Please reproduce only the part of the listing starting at the line containing "Goal: Detect the curled ribbon streamer" and ending at the line containing "xmin=1102 ymin=661 xmax=1431 ymax=787", swapping "curled" for "coiled" and leaving everything else unchanged.

## DATASET RECORDS:
▼▼▼
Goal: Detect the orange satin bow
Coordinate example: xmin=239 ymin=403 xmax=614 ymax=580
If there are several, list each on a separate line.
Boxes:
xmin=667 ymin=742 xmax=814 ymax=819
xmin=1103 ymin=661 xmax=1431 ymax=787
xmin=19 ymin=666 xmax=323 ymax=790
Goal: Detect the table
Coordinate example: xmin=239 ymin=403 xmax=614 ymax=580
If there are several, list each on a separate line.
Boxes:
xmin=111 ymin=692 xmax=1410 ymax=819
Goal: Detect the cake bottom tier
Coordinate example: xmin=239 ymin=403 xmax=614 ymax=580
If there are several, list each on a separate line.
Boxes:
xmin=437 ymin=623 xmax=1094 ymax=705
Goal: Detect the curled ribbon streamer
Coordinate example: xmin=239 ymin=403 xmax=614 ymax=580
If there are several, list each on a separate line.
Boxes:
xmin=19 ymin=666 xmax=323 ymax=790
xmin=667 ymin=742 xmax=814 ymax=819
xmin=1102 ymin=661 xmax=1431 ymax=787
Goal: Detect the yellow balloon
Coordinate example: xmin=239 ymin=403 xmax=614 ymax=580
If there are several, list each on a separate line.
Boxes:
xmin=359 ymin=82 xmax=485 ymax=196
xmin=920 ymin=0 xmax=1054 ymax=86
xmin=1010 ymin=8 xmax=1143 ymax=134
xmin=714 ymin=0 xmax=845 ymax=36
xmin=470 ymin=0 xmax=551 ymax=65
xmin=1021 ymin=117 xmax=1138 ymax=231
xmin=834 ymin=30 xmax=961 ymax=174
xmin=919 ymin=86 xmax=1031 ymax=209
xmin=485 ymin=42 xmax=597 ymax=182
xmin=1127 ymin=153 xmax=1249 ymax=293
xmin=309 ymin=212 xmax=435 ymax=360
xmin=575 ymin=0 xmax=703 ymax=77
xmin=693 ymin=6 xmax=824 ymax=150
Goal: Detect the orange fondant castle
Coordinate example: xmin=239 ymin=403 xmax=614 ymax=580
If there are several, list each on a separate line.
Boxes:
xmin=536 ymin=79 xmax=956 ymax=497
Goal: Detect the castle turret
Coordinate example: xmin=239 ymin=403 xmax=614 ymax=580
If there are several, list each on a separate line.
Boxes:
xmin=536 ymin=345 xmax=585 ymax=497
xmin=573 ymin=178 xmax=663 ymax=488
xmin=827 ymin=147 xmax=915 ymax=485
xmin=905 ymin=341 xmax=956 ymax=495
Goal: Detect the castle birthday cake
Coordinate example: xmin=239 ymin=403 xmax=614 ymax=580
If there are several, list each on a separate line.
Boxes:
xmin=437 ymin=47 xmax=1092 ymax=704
▲▲▲
▼▼▼
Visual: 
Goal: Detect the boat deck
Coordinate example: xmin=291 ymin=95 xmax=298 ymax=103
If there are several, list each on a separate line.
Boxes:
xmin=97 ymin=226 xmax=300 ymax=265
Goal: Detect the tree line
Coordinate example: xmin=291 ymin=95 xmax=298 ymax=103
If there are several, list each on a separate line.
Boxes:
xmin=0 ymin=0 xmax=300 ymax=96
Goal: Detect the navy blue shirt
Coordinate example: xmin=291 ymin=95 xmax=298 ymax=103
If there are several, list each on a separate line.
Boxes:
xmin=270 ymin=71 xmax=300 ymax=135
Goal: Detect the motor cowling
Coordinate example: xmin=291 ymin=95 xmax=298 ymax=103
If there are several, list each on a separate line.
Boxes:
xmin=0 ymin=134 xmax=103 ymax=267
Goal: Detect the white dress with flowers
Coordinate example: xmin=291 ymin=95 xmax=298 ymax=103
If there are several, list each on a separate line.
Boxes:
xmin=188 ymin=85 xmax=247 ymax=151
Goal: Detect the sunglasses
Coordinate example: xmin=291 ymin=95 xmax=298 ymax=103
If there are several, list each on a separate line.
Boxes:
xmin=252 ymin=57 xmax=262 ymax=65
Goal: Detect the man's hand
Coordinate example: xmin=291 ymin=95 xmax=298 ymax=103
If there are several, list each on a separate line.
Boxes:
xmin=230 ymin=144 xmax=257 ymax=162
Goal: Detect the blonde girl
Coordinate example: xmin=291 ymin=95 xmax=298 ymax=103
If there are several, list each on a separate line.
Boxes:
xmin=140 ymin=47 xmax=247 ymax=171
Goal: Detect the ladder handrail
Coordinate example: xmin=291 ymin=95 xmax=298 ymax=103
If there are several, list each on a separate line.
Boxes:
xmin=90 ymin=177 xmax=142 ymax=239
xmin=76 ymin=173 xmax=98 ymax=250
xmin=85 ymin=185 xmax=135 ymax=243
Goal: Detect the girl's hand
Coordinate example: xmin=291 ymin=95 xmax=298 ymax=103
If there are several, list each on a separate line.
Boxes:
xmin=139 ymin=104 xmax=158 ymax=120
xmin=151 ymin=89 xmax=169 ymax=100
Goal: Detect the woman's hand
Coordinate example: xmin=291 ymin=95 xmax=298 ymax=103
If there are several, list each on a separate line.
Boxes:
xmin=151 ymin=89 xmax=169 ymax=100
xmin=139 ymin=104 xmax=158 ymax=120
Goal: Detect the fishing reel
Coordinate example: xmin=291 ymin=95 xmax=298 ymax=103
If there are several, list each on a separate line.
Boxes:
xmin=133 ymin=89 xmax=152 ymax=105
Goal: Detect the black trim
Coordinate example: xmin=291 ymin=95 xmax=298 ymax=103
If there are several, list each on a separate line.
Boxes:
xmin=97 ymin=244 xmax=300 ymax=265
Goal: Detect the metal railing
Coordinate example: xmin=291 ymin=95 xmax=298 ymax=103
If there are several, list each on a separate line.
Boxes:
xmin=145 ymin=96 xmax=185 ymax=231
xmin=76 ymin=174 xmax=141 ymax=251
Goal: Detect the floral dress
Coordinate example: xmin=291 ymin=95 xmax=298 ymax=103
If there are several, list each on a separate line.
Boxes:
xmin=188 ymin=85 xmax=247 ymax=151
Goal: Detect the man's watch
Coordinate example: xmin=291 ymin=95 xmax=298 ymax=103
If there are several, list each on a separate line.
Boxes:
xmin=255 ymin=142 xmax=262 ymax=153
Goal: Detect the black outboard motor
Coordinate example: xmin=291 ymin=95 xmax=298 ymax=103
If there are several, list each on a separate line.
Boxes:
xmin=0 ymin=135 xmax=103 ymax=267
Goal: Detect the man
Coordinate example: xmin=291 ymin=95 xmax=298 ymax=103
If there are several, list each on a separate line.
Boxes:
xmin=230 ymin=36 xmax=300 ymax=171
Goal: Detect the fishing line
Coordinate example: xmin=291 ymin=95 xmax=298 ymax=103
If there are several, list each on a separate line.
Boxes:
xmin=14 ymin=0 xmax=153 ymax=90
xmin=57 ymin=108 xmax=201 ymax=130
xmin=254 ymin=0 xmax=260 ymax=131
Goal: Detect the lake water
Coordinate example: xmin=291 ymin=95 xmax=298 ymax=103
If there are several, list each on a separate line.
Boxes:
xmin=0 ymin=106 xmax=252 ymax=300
▲▲▲
## SOLUTION TO THIS EXERCISE:
Goal: Detect the coiled ribbon streamer
Coordinate example: xmin=239 ymin=403 xmax=614 ymax=580
If there are several, list each on a separate line.
Boxes:
xmin=19 ymin=666 xmax=323 ymax=790
xmin=667 ymin=742 xmax=814 ymax=819
xmin=1102 ymin=661 xmax=1431 ymax=787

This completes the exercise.